Text section:
Having been once exiled from the Auld Sod, it was no great leap for the hardy Irish refugees to simply stay at sea. The SS Socotra also plied the general trade routes of the Pacific- and it was on a voyage there in 1900 that Seamus Socotra made international history- and identified the next potential flashpoint in the much-ballyhooed Pacific Pivot and the Geopolitical Battle of the Titans over jurisdiction (and the resources under) the East and South China Seas.
It happened this way: Seamus was an able enough seaman, passing through that rank periodically on his way to mate before some liberty incident would have him busted back down to seaman. At this particular moment he was reduced to mess cooking, based on a regrettable misunderstanding ashore with some Korean barmaids in the lovely port city of Busan.

Data provided:
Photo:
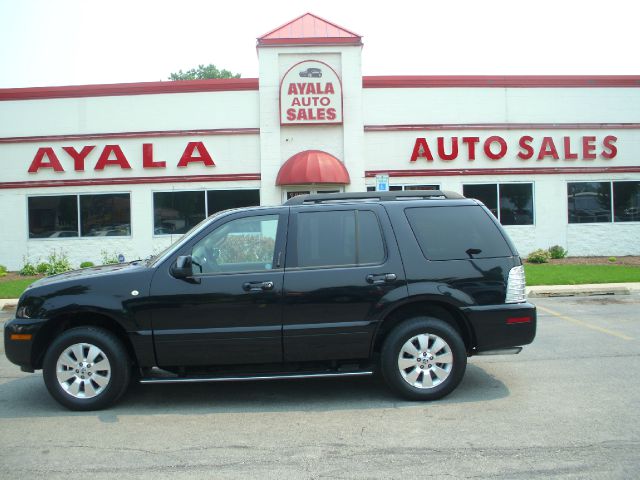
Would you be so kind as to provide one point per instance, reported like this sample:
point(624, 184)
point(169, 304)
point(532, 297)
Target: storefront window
point(516, 204)
point(589, 202)
point(177, 212)
point(53, 216)
point(511, 203)
point(107, 215)
point(626, 201)
point(218, 200)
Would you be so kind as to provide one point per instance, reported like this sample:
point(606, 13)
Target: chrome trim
point(501, 351)
point(292, 376)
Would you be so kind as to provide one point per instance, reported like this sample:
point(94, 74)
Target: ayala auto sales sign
point(310, 93)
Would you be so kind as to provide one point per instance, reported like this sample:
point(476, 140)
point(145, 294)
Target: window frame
point(206, 205)
point(292, 237)
point(498, 204)
point(611, 201)
point(78, 214)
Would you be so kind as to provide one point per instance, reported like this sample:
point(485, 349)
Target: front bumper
point(20, 335)
point(502, 326)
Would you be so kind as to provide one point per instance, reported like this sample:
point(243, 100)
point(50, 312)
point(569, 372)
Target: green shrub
point(538, 256)
point(557, 252)
point(109, 258)
point(28, 269)
point(42, 268)
point(58, 263)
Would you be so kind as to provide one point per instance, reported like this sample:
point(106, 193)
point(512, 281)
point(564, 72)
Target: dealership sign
point(528, 147)
point(310, 93)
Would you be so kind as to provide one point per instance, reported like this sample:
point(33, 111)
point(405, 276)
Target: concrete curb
point(583, 290)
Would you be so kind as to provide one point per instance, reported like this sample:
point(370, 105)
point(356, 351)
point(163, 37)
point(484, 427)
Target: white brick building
point(126, 168)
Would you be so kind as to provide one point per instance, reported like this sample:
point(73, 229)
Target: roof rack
point(372, 196)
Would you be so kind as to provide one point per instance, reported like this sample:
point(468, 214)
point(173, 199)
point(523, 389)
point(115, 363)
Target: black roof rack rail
point(372, 196)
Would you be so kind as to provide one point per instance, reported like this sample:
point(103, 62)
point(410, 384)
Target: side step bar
point(246, 378)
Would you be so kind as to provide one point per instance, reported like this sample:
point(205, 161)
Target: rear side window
point(455, 233)
point(340, 237)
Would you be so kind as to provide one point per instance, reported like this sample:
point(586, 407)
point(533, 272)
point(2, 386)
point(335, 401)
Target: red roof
point(309, 29)
point(312, 166)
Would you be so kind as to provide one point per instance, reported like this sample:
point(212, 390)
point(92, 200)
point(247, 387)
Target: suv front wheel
point(86, 368)
point(423, 358)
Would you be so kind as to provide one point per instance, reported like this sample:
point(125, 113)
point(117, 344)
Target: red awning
point(312, 166)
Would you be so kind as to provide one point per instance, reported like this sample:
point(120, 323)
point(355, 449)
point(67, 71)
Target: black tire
point(91, 395)
point(442, 378)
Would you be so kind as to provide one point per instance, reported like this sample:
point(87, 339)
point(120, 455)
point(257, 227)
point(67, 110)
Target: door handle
point(257, 286)
point(380, 278)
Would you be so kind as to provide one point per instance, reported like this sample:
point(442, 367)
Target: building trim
point(392, 81)
point(502, 126)
point(501, 81)
point(117, 89)
point(236, 177)
point(149, 134)
point(450, 172)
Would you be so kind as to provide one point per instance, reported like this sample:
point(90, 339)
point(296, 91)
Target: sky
point(69, 42)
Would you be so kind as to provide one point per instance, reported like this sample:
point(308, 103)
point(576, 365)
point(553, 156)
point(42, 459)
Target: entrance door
point(230, 311)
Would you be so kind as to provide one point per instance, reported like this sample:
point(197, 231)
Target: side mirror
point(183, 267)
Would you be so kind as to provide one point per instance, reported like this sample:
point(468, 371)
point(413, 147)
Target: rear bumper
point(502, 326)
point(19, 337)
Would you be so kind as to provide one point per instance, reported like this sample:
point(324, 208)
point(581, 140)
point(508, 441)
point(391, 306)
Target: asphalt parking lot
point(567, 407)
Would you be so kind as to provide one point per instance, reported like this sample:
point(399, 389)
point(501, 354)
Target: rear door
point(343, 267)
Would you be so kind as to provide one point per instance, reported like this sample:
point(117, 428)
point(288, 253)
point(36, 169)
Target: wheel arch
point(424, 307)
point(65, 321)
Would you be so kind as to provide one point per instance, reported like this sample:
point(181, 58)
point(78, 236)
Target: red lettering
point(567, 149)
point(119, 159)
point(187, 156)
point(588, 148)
point(38, 161)
point(147, 157)
point(421, 149)
point(487, 147)
point(454, 149)
point(527, 150)
point(548, 148)
point(471, 146)
point(79, 157)
point(611, 150)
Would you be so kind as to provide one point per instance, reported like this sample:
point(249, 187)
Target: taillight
point(516, 286)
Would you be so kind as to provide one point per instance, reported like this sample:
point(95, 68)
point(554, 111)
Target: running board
point(501, 351)
point(246, 378)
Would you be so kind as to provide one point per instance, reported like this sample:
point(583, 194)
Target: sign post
point(382, 182)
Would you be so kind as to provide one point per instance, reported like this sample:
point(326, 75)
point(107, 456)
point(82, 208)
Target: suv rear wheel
point(86, 368)
point(423, 358)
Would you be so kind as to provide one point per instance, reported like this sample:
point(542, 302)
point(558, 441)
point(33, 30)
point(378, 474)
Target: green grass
point(546, 274)
point(14, 288)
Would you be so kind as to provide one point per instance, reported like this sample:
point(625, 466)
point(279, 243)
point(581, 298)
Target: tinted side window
point(450, 233)
point(370, 244)
point(340, 237)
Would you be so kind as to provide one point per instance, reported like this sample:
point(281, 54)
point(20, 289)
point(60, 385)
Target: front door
point(230, 311)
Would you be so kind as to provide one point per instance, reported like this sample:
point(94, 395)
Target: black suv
point(405, 283)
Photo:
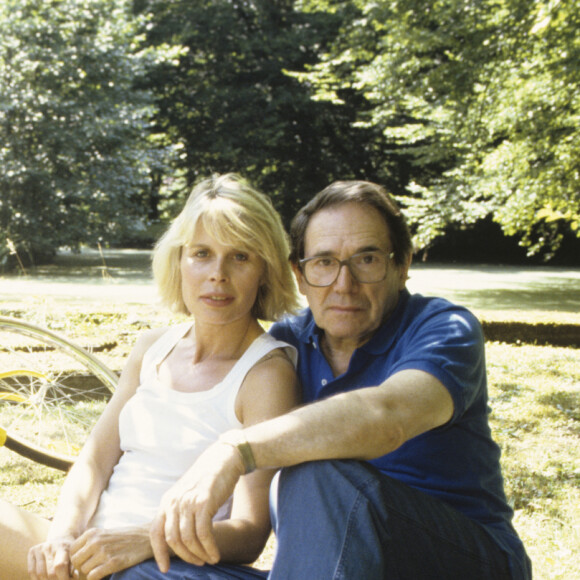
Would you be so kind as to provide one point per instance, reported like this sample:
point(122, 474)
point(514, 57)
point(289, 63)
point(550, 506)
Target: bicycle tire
point(52, 391)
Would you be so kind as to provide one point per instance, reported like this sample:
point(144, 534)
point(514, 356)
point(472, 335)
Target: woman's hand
point(98, 553)
point(51, 560)
point(184, 523)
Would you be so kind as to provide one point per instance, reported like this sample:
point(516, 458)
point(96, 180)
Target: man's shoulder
point(293, 327)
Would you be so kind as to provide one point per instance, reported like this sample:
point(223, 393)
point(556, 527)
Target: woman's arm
point(89, 475)
point(270, 389)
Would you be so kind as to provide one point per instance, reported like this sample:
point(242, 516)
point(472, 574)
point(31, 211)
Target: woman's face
point(219, 283)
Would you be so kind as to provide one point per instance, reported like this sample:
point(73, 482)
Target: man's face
point(348, 311)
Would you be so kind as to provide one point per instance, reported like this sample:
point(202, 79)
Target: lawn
point(535, 401)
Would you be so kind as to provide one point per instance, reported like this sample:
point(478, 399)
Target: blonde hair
point(233, 213)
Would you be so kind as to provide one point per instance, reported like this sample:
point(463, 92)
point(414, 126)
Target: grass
point(535, 400)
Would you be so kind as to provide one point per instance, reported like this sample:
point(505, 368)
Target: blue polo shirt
point(458, 462)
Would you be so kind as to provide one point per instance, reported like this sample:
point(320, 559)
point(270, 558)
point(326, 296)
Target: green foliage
point(479, 98)
point(229, 106)
point(73, 126)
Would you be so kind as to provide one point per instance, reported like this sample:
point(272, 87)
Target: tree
point(478, 99)
point(74, 153)
point(229, 105)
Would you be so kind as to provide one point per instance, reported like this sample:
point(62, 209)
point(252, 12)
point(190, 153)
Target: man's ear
point(299, 278)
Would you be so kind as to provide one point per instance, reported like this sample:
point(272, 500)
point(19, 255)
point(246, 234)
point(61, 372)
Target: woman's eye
point(198, 254)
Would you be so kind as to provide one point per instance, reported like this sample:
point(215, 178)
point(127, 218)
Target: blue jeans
point(343, 520)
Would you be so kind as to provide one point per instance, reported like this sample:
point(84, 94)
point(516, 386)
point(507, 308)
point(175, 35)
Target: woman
point(224, 262)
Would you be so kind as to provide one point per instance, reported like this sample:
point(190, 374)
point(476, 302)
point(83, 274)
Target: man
point(389, 469)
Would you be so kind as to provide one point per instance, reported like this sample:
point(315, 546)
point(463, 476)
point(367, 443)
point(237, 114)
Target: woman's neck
point(224, 342)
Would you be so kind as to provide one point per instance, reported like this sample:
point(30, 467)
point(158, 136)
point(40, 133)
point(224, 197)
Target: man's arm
point(361, 424)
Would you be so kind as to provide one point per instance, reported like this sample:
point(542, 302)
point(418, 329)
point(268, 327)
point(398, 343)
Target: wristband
point(243, 447)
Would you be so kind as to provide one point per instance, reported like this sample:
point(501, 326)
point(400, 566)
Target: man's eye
point(323, 262)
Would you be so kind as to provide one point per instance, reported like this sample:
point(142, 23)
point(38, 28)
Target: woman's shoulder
point(148, 338)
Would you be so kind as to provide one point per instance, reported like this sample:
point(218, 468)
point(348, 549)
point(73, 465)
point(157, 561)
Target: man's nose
point(219, 270)
point(345, 280)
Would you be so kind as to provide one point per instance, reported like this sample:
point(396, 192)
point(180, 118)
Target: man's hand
point(98, 553)
point(51, 559)
point(184, 523)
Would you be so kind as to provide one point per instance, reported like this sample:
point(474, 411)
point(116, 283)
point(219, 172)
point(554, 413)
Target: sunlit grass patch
point(535, 400)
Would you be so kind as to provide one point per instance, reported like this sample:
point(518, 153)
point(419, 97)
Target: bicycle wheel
point(51, 393)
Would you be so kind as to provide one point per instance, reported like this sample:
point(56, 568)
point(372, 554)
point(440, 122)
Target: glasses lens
point(366, 267)
point(369, 267)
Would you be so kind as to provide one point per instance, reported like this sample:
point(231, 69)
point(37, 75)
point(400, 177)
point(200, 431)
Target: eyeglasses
point(364, 267)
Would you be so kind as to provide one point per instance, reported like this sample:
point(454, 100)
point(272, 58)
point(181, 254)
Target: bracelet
point(244, 450)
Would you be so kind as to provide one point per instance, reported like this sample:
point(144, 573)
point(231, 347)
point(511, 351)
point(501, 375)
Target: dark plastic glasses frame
point(341, 263)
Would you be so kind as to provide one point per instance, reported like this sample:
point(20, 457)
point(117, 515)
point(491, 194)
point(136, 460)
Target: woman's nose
point(218, 271)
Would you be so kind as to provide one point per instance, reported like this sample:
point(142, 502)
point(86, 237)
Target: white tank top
point(163, 431)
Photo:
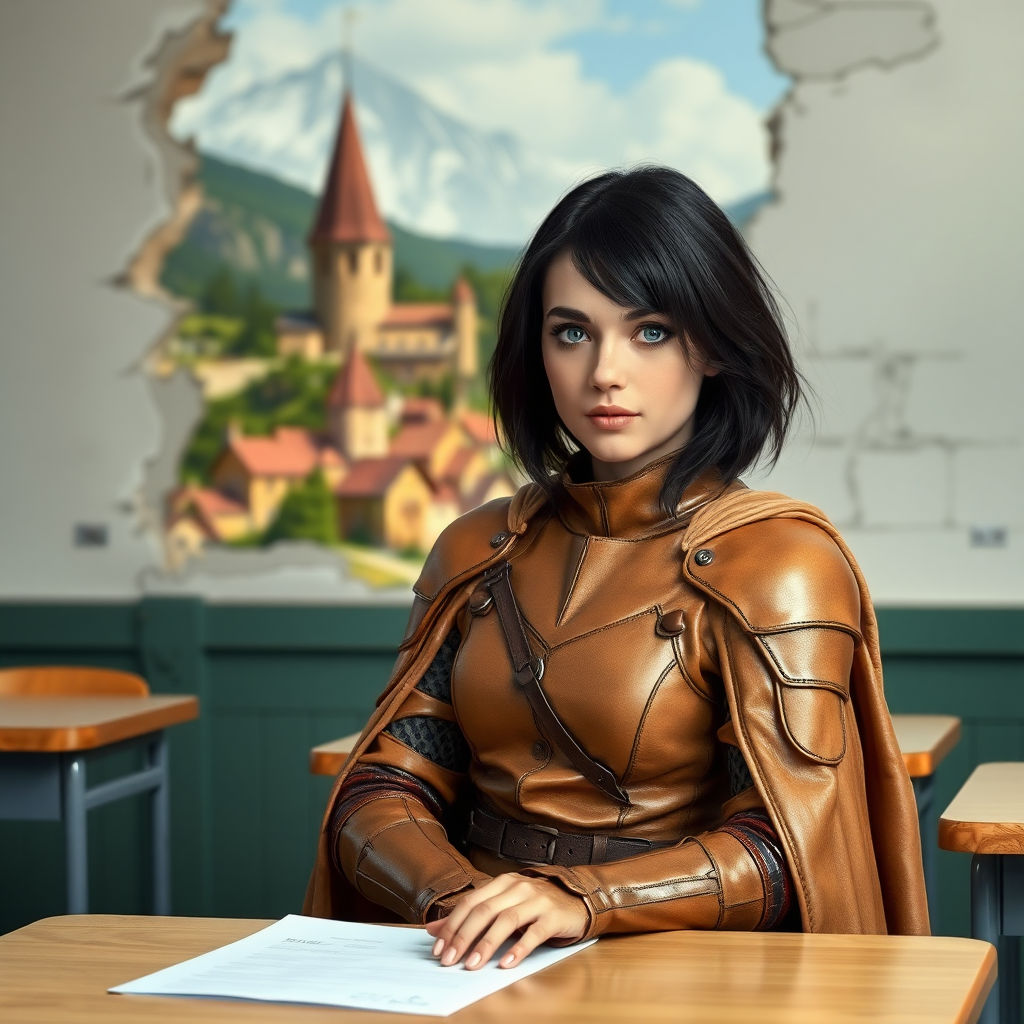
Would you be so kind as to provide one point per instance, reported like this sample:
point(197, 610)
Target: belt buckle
point(549, 854)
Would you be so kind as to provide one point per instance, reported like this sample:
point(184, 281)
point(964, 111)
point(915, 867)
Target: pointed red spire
point(355, 386)
point(347, 211)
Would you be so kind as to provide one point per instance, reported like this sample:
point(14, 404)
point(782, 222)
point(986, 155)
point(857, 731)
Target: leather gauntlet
point(709, 882)
point(396, 854)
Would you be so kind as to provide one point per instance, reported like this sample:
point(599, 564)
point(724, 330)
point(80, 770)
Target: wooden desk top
point(987, 815)
point(56, 723)
point(58, 970)
point(925, 740)
point(328, 758)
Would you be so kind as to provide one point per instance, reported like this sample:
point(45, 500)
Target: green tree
point(258, 336)
point(307, 513)
point(220, 294)
point(292, 395)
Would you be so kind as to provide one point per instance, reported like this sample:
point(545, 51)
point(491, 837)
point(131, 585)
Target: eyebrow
point(567, 312)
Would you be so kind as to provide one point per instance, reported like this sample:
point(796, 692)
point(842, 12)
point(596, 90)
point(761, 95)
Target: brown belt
point(540, 845)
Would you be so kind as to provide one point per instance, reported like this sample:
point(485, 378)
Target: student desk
point(328, 758)
point(58, 971)
point(46, 743)
point(986, 818)
point(925, 740)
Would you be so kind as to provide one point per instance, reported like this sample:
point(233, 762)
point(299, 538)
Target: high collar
point(631, 508)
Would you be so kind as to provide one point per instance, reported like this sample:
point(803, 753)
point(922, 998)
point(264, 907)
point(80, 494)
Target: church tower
point(357, 412)
point(351, 249)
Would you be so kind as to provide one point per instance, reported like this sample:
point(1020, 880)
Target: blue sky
point(728, 34)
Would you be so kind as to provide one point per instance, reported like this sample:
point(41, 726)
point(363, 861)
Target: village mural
point(341, 347)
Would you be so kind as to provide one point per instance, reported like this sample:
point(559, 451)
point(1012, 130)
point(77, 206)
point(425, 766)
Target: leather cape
point(489, 534)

Given instruction 1: How would you translate this sentence from the Seamus Socotra story into Spanish: "At this particular moment he was reduced to mess cooking, based on a regrettable misunderstanding ashore with some Korean barmaids in the lovely port city of Busan."
Given instruction 2: According to the Seamus Socotra story, in what year did the Pacific voyage take place on which he made international history?
Given instruction 3: Can you continue the Seamus Socotra story, picking up after its final sentence?

Exercise output 1: En ese momento en particular lo habían relegado a cocinar en el rancho, a raíz de un lamentable malentendido en tierra con unas camareras coreanas en la encantadora ciudad portuaria de Busan.

Exercise output 2: 1900

Exercise output 3:
Carrying slops in a bucket to throw over the side, he was making heavy going in the steep seas that tossed the steamer. As he kept on hand on the ship, and one on the bucket, the trough of a gigantic wave swept alongside, and in the very bottom of the trough an ominous black rock was exposed.
“Sweet Mother of Jeasus!” he exclaimed, and the slops, bucket and all, disappeared into the angry sea. Seamus made his way swiftly to the bridge, where he breathlessly explained his discovery to the Captain, who promptly directed the Navigator to enter the location on his chart, and to christen the rock, normally concealed as much as fifteen feet below the waves, as a hazard to navigation that could rip the keel out of a stolid merchantman.
Socotra Rock became the stuff of legend, once the Captain reported the discovery to the Admiralty at HMS Tamar when the merchant called at the Crown Colony of Hong Kong a week later.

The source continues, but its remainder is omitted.